* Aim of the exercise:
In the student's account of studying Ecology and Conservation below, copy word for word the part that starts with the words "In second year" and ends with "my course leader.".
─── Document excerpt
What I’ve found
Second year Ecology and Conservation BSc(Hons) student, Seniz, tells us about what she’s found so far studying here.
You need to research different courses before making a decision
Choosing what to study was slightly difficult as there are a range of courses related to the environment, each specialising in varyingly different areas. Originally I wanted to study zoology because I loved learning about animals, but I changed my mind to Ecology because I also wanted to learn about the environment in addition to that. It required looking at different courses and what they each taught, for my course I was really excited by the opportunities of field trips and lab work to supplement my knowledge – such as trips to Shropshire and Stanmer park where I learned about bird and plant identification.
Ecology and Conservation is a well-rounded course
In first year you learn about different ecosystems, genetics, microorganisms, and conservation. This is a great range of modules to have when first learning about ecology. You attend different field trips including to a rocky shore area at the coast in Brighton and you do lab work too. It’s a great opportunity to meet and interact with other course mates!
My course gives opportunities to study further into the topic that really interests you
The topic of evolution genuinely fascinates me. In my second year, I chose an optional module called ‘Human Origins and Evolution’. Here I learned about the history of humans as not only a species, but our extinct ancestors and other closely related species such as the Neanderthals and Denisovans. I enjoy that my course gives students opportunities to study further into the topic that really interests them by providing optional modules such as this.
In second year you can apply for a placement year
These run between your second and third years. I would like to do a placement year myself, in particular being an educational ranger. This is where you teach young people about conservation and the environment. I would hope to gain more employability skills, but also learn more about conservation in practise and gain knowledge from those in full-time work in that field. Course leader Maureen Berg is always providing us with extra learning opportunities. For example, during the summer after my first year, I completed a course with Conservation Careers. This taught me what areas of conservation most suited me, and got me to reflect on what it is I was really passionate about. I would not have known of this without it being recommended by my course leader.
──────
─── Dataset content
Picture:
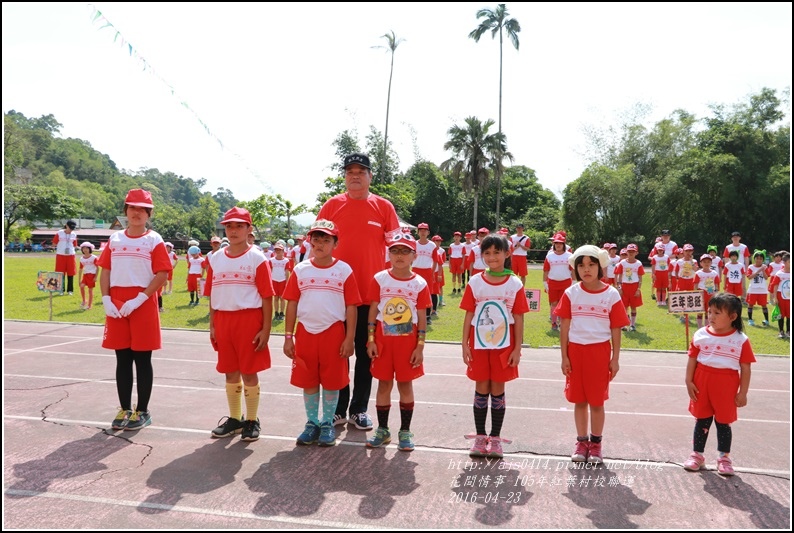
──────
* Reply to the task:
In second year you can apply for a placement year
These run between your second and third years. I would like to do a placement year myself, in particular being an educational ranger. This is where you teach young people about conservation and the environment. I would hope to gain more employability skills, but also learn more about conservation in practise and gain knowledge from those in full-time work in that field. Course leader Maureen Berg is always providing us with extra learning opportunities. For example, during the summer after my first year, I completed a course with Conservation Careers. This taught me what areas of conservation most suited me, and got me to reflect on what it is I was really passionate about. I would not have known of this without it being recommended by my course leader.